--- start LISTED ENTRIES ---
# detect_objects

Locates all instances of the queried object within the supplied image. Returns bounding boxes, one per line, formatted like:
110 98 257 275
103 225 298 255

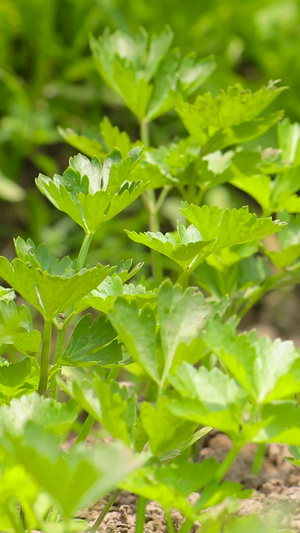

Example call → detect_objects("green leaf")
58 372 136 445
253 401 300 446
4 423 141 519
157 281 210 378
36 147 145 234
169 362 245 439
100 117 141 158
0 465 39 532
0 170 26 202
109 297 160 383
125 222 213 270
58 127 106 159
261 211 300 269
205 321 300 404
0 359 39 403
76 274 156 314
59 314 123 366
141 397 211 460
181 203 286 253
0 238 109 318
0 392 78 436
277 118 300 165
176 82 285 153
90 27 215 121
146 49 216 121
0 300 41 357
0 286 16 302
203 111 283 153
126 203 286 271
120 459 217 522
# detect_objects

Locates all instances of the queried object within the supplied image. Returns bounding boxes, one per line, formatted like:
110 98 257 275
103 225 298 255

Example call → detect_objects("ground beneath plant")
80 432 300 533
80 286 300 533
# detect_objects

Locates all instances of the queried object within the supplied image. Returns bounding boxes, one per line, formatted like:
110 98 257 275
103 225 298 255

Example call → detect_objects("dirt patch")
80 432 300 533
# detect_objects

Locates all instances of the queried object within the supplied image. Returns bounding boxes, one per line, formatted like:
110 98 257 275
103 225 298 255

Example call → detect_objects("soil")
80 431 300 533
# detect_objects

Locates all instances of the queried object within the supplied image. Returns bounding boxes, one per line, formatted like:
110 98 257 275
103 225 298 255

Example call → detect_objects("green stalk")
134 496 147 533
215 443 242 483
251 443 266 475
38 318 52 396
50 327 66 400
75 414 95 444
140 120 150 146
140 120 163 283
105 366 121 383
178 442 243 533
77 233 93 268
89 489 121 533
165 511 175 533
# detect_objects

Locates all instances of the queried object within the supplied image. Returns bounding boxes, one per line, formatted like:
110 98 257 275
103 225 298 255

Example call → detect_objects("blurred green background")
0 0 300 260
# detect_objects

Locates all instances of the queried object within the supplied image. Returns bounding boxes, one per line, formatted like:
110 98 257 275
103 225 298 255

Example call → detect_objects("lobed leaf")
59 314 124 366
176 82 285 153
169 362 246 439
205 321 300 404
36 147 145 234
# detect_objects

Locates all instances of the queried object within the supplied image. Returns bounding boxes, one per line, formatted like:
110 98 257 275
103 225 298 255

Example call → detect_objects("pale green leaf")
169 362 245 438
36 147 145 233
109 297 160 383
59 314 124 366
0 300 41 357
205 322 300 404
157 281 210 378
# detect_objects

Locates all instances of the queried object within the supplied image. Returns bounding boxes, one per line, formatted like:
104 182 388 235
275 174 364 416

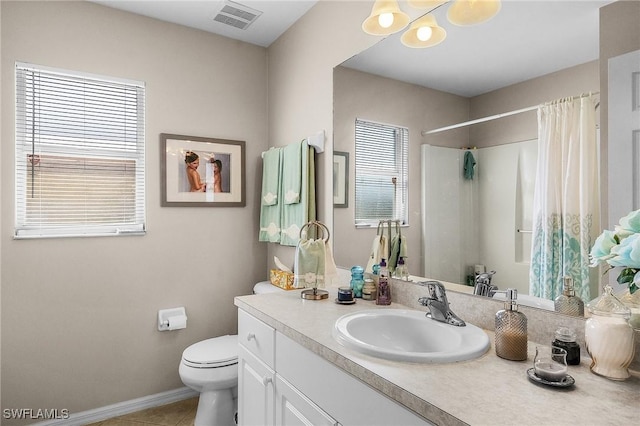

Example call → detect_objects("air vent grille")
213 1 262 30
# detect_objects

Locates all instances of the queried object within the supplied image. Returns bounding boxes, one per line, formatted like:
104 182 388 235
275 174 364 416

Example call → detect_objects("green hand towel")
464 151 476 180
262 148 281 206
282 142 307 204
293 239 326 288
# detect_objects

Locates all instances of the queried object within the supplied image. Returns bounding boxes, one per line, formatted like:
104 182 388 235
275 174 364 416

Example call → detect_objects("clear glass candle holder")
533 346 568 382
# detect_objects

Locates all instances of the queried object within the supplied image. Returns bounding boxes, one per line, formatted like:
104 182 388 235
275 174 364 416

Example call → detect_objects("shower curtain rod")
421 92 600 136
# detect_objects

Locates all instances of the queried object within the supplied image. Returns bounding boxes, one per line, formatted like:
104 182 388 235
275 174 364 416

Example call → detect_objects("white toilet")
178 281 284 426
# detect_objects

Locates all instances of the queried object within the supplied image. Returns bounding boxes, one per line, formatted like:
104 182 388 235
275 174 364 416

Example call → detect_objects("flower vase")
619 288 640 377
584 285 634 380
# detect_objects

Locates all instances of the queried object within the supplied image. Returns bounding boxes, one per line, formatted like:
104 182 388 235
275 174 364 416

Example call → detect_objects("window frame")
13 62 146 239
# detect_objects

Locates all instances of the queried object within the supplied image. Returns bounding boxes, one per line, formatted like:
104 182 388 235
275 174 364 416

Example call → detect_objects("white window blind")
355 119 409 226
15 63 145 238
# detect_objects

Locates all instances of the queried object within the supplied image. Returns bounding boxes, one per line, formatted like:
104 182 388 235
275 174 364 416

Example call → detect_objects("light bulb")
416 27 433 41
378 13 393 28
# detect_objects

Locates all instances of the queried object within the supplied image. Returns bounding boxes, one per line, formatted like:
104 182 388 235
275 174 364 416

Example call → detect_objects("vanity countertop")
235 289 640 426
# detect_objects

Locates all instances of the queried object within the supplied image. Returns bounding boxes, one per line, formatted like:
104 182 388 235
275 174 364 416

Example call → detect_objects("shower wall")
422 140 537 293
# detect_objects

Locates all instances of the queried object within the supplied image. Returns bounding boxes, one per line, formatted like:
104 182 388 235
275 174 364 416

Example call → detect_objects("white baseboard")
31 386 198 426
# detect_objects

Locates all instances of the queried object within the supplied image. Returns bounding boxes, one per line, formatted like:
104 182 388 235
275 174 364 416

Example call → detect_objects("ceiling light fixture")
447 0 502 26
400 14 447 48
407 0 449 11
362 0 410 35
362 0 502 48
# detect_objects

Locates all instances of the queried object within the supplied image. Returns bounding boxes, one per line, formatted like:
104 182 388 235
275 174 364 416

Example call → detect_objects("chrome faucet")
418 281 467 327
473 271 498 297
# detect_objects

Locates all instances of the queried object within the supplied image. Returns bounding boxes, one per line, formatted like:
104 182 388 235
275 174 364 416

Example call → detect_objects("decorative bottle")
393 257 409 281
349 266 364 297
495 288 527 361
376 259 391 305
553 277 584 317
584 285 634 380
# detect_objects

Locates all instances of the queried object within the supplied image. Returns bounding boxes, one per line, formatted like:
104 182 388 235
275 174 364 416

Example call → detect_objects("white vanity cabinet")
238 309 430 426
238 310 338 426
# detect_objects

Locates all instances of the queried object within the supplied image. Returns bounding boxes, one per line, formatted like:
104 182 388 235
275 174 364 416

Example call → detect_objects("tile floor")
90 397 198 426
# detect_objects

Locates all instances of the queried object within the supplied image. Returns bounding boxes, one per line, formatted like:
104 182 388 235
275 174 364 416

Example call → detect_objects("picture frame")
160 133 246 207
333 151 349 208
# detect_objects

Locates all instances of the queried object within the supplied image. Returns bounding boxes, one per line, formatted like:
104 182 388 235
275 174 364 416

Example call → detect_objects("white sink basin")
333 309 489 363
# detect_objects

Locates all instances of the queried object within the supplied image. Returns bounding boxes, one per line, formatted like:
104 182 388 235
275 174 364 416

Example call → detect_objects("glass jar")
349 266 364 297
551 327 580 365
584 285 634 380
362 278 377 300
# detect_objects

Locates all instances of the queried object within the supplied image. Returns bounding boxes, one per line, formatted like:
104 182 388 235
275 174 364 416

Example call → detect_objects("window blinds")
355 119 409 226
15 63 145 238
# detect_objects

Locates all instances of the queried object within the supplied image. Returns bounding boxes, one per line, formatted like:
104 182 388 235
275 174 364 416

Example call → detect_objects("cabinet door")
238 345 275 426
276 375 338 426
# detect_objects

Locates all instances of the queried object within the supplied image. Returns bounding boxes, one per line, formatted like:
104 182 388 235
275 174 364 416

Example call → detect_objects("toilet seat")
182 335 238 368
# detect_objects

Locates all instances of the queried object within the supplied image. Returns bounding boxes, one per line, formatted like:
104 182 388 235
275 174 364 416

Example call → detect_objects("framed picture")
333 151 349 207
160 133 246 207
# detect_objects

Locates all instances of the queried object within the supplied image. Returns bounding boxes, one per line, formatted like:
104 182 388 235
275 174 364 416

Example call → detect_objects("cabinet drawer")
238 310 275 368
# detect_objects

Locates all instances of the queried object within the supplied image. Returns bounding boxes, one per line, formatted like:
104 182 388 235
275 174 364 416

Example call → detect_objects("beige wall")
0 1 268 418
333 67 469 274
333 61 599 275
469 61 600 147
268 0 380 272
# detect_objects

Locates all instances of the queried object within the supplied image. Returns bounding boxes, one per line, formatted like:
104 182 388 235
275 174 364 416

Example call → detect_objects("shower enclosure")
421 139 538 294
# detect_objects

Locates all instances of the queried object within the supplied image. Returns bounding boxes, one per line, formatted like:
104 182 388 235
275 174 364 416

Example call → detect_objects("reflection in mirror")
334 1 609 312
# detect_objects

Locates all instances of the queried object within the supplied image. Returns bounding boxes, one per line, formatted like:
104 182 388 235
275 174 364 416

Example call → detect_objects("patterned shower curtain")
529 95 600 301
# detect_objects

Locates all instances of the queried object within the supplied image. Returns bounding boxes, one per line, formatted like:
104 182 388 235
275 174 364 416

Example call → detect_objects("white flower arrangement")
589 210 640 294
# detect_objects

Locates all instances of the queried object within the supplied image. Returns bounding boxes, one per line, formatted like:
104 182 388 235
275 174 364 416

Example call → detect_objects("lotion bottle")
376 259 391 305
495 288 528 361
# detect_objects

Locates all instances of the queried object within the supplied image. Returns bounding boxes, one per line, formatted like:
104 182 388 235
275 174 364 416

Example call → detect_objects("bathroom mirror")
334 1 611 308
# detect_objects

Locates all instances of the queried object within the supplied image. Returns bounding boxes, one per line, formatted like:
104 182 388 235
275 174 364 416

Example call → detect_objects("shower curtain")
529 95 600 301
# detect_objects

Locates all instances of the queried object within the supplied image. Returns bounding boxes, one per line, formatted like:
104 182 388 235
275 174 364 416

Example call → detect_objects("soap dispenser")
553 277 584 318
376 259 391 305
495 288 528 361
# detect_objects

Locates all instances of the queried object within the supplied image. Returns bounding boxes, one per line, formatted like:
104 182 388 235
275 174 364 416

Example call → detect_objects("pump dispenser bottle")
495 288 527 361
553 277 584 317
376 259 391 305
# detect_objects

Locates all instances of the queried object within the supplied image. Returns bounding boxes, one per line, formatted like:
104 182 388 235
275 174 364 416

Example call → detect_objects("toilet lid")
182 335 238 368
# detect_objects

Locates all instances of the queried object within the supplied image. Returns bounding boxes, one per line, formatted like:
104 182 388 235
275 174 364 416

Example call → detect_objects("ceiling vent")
--- end LISTED ENTRIES ---
• INSTRUCTION: Which lines in the items above contain the string "bottle"? Pull out each of them and list them in their original order.

• TASK RESULT:
Example call → detect_objects("decorative bottle")
Example call → detect_objects("lotion bottle")
Example call → detect_objects("pump dispenser bottle")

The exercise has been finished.